**Exercise**
Retype the tail of the data exactly, starting at the line containing "Where in this photo can the halved" and stopping at the last line.

>> start Excerpted data

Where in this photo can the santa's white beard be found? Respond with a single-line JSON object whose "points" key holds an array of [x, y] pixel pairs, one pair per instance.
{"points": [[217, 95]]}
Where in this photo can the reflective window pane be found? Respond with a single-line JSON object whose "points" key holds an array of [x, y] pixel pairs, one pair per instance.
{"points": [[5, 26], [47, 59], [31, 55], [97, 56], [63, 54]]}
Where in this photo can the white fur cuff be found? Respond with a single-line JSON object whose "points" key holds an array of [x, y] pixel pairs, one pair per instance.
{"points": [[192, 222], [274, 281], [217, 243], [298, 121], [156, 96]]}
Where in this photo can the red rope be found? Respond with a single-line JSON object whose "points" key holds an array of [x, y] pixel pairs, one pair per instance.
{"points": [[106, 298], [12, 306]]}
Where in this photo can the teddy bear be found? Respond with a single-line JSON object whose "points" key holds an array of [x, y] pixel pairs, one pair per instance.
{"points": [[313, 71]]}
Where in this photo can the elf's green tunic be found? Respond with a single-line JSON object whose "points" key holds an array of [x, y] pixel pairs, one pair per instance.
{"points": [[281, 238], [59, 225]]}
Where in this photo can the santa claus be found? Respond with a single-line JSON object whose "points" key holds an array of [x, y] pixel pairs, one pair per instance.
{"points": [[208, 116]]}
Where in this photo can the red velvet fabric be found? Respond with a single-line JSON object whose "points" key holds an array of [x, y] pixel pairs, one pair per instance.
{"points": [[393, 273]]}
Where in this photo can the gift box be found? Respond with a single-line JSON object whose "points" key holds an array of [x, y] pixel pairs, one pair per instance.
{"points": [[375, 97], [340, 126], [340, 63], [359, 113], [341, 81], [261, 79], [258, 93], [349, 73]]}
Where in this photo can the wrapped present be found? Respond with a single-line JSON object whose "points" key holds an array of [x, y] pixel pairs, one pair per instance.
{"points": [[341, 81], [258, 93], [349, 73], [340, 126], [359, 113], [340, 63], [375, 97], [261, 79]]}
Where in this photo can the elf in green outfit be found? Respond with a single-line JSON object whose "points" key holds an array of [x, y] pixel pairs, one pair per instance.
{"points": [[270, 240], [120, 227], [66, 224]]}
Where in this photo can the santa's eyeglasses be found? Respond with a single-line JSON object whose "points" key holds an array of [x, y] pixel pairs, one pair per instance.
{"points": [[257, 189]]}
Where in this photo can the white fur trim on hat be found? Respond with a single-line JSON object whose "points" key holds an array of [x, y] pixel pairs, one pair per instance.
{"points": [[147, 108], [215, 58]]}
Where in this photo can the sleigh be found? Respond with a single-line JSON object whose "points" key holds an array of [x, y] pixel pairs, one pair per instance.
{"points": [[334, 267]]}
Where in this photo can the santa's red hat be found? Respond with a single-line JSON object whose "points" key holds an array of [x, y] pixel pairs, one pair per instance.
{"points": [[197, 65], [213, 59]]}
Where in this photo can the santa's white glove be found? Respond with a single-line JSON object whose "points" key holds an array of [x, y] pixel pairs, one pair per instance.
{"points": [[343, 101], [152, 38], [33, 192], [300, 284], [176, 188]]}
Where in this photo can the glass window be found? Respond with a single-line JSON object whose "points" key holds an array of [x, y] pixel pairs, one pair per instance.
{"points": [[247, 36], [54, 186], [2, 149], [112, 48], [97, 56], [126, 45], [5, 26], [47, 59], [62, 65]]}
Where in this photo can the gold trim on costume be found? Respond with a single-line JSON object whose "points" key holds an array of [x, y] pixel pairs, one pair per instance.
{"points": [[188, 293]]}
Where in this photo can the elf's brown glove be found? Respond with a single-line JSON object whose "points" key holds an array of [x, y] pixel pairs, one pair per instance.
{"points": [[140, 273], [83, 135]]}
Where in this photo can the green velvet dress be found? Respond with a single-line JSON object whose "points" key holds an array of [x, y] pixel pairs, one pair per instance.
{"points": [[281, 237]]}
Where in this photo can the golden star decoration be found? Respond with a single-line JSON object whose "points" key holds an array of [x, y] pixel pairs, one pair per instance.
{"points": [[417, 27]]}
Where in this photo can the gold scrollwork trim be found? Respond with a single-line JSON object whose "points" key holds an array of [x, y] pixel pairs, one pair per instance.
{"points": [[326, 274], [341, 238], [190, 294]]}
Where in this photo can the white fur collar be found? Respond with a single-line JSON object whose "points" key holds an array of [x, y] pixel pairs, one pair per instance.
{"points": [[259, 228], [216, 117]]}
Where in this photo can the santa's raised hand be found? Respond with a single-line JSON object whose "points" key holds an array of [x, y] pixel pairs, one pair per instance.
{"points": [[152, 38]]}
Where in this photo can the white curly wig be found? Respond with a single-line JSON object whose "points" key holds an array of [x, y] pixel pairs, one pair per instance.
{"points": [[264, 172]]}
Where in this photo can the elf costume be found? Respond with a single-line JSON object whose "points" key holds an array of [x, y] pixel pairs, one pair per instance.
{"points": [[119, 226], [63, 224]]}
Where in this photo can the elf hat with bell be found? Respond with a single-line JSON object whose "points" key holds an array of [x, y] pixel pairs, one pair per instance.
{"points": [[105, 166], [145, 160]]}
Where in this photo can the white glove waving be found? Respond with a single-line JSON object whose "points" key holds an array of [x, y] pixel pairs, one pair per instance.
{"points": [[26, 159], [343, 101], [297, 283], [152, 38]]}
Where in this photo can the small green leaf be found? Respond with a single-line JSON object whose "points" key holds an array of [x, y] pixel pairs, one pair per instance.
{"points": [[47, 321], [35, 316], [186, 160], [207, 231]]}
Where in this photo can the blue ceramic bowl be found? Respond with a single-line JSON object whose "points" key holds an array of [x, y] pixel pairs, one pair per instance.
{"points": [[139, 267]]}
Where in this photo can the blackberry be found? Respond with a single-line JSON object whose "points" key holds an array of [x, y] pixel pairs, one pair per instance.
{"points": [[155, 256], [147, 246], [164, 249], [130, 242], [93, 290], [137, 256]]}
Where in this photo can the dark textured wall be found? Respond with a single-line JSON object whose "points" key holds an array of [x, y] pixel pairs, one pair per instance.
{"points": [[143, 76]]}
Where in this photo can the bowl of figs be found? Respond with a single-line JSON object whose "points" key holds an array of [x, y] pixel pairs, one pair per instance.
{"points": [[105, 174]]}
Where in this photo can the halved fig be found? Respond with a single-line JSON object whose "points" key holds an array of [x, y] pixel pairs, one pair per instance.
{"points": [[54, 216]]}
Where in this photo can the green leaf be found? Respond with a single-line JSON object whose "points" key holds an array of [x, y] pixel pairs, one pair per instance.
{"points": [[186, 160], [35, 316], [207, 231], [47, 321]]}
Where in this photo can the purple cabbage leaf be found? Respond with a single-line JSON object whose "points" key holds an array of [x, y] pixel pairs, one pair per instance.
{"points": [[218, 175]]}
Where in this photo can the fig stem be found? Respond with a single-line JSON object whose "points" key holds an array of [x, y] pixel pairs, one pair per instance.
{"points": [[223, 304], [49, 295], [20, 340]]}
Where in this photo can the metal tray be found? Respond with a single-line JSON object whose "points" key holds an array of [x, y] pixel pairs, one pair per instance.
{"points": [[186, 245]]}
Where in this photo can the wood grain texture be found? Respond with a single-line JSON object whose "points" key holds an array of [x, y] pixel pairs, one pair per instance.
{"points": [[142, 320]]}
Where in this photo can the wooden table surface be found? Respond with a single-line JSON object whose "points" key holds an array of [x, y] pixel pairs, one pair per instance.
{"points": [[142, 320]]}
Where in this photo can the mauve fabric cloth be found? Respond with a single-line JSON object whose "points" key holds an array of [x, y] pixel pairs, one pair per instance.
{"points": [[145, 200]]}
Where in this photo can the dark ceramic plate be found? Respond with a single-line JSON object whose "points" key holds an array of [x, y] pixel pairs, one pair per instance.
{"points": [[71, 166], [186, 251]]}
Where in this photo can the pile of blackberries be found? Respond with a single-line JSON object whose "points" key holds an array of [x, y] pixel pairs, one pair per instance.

>> end Excerpted data

**Result of the exercise**
Where in this photo can the halved fig be found? Respond with a single-line JSON object whose "points" key holds an array of [x, y] pixel pairs, one pair per instance.
{"points": [[54, 216]]}
Where in this photo can the green leaf be found? Respond with a single-line JSON object whose "points" key holds an array of [x, y] pixel pairs, one pair per instance.
{"points": [[186, 160], [35, 316], [207, 231], [47, 321]]}
Where in this photo can the purple cabbage leaf be found? Respond with a single-line JSON object whose "points" key holds an array of [x, y] pixel pairs, one pair per instance.
{"points": [[218, 175]]}
Where in this photo can the fig stem be found? Respond with a single-line JSON object whose "points" key holds an array of [x, y] pixel pairs, one pair per instance.
{"points": [[223, 304], [49, 295], [20, 340]]}
Where in this photo can the metal tray be found? Respond with a single-line JSON object whose "points" key holds an array of [x, y] pixel pairs, one pair per instance.
{"points": [[186, 245]]}
Where in this photo can the wood grain texture be found? Respond with a single-line JSON object whose "points" key holds an array of [x, y] pixel pairs, one pair per instance.
{"points": [[142, 320]]}
Where in this photo can the wooden table surface be found? Respond with a single-line JSON object whose "points" key holds an array of [x, y] pixel pairs, one pair per instance.
{"points": [[142, 320]]}
Where in this photo can the mauve fabric cloth be found? Respond with a single-line JSON object whose "points" key holds an array of [x, y] pixel pairs, one pair per instance.
{"points": [[145, 200]]}
Where in this photo can the dark ceramic plate be found? Respond with a single-line JSON object whose "points" key holds an array of [x, y] pixel pairs, one pair per instance.
{"points": [[71, 166], [186, 251]]}
Where in this photo can the pile of blackberries be found? Respond with a single-line JSON object whose "points" key holds an array of [x, y] pixel pairs, one pair per instance.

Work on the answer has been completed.